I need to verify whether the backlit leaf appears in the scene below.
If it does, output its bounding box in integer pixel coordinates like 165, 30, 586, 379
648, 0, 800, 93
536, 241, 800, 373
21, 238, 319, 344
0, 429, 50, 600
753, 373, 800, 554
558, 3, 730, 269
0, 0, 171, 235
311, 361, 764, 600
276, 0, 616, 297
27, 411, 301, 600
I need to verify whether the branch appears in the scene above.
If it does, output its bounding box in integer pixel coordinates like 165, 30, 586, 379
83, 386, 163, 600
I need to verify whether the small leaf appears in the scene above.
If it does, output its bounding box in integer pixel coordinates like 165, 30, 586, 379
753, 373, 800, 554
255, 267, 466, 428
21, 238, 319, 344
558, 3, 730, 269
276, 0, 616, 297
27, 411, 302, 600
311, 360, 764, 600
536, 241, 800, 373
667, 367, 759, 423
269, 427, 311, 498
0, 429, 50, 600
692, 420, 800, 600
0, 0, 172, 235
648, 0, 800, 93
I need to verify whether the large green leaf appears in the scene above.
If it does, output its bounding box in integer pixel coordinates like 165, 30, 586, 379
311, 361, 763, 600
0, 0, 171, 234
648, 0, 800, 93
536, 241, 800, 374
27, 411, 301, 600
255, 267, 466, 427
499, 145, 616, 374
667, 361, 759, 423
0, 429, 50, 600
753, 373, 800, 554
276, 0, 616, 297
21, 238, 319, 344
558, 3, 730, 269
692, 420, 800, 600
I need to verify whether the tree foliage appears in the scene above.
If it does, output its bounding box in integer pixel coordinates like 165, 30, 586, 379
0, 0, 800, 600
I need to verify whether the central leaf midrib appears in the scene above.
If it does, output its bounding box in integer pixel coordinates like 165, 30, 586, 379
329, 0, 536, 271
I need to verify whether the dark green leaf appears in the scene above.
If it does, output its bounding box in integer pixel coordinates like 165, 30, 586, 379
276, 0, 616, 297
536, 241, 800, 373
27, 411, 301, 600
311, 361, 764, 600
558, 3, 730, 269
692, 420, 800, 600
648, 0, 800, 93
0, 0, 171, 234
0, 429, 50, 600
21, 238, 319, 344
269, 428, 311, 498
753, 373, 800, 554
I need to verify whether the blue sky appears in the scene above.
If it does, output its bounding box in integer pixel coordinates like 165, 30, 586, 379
----
지시 사항 =>
“I need to verify whether the dark” 구절이 들어 있는 줄부터 기록 끝까지를 다시 적으세요. “dark green leaf” 자리에 “yellow leaf” 표현을 넣고 나머지는 그대로 두세요.

올바른 출력 =>
I need to verify whether the yellow leaf appears in the scene above.
If it does, output its bounding box in integer pixel coordinates like 165, 30, 586, 379
276, 0, 616, 297
536, 241, 800, 373
27, 411, 301, 600
311, 361, 764, 600
558, 3, 730, 269
692, 420, 800, 600
648, 0, 800, 93
0, 0, 171, 234
0, 429, 50, 600
21, 238, 319, 344
269, 428, 311, 498
753, 373, 800, 554
I need to verify whether the blue sky appears in the scene above.
If it does, output its bounding box in integer pixel coordinates like 165, 30, 586, 379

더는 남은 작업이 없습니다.